**WORKING DATA**.
>> START

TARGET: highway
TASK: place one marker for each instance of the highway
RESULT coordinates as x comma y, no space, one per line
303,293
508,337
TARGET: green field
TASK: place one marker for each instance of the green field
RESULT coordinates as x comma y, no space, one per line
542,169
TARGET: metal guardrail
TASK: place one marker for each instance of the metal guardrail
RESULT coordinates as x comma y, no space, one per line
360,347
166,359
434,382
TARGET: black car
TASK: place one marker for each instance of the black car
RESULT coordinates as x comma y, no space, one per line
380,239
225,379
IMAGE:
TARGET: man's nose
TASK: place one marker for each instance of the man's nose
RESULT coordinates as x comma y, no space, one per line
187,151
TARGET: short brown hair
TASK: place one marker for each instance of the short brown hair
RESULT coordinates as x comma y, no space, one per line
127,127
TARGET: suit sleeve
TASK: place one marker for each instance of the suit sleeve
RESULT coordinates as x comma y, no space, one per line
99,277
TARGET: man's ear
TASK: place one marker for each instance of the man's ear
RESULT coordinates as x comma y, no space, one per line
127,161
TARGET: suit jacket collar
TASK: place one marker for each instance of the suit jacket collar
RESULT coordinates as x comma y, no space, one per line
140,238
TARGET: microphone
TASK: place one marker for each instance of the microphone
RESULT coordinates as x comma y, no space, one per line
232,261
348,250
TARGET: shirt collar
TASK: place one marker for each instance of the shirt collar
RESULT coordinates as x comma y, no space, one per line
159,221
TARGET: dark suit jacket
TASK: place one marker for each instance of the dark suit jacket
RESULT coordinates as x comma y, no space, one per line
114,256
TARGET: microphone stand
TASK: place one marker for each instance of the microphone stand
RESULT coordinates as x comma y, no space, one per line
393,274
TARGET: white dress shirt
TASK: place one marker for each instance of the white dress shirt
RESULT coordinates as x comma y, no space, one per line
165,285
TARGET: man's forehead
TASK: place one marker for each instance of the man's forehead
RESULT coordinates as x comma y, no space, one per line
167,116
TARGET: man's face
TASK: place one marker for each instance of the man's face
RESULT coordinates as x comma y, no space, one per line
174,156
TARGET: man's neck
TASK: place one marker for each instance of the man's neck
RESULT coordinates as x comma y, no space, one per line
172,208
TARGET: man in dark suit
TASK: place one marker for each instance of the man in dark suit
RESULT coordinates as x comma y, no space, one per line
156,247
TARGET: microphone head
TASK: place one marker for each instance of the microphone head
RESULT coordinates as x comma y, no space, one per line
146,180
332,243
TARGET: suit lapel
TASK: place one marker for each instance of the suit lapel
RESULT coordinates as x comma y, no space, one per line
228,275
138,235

>> END

**EXERCISE PROMPT**.
Rewrite all the items above, replacing every occurrence of "marker" with "point" and leaving everything else as it is.

**OUTPUT**.
TARGET: highway
TASK: place one point for each instance of the highway
RESULT coordinates as x comma y, no space, one per line
303,293
508,337
TARGET: green field
TASK: place one point for each instance of the green field
RESULT coordinates as x comma y, no space, one per line
542,169
TARGET: metal guardrail
TASK: place one point for each instance of the metal guardrail
RESULT coordinates as x comma y, no space, one per line
360,347
166,359
434,382
TARGET: black car
TASK: place one point for each instance of the black car
RESULT coordinates as x comma y, no space, one per line
380,239
225,379
IMAGE:
TARGET: man's nose
TASK: place one point for each instance of the man's nose
RESULT coordinates as x comma y, no space, one per line
187,151
TARGET: short brown hair
TASK: place one point for each instance of the short brown hair
RESULT coordinates as x comma y, no space, one per line
127,127
TARGET: suit sleeve
TASK: place one point for each instance of the suit sleeve
RESULT coordinates as x comma y, no space, one per line
99,277
TARGET: man's ear
TASK: place one point for each instance of the man's ear
RESULT coordinates as x comma y, no space, one per line
127,161
TARGET: suit jacket collar
TASK: place one point for each instance of the suit jacket collar
RESULT coordinates as x comma y, no space, one per line
140,238
TARGET: microphone
TASK: place one point for each instance of the microphone
RESULT coordinates as x comma y, no space, one per line
232,261
348,250
TARGET: shirt collar
TASK: place one point for each instance of the shirt collar
RESULT coordinates as x comma y, no space, one per line
159,221
TARGET: dark suit jacket
TASK: place one point for each instance of the dark suit jacket
RESULT coordinates as x comma y, no space, one per line
114,256
TARGET: microphone stand
TASK: place one point for each instance of the microphone stand
RESULT coordinates as x comma y, no space, one per line
393,274
TARGET: white dress shirt
TASK: place one point for each instance of the white dress shirt
RESULT coordinates as x comma y, no space, one per line
165,285
TARGET: man's forehead
TASK: place one point for each instance of the man's forehead
RESULT coordinates as x comma y, no space, one per line
167,116
TARGET: man's face
TASK: place one point for each instance of the man's face
RESULT coordinates as x comma y, no space, one per line
174,156
TARGET: man's neck
TASK: place one point for each instance of the man's neck
RESULT coordinates as x comma y, no space, one per line
172,208
TARGET: man in dark suit
TASK: place one point for each instance of the man in dark suit
RESULT coordinates as x comma y, no space, one per line
156,247
TARGET: microphone head
TASK: place one point for each instance of the microphone head
RESULT coordinates as x comma y, no space, one per line
146,180
332,243
TARGET: suit lapel
TASK: place one point for each instance of the suit lapel
RESULT coordinates as x comma y, no space, one per line
228,275
138,235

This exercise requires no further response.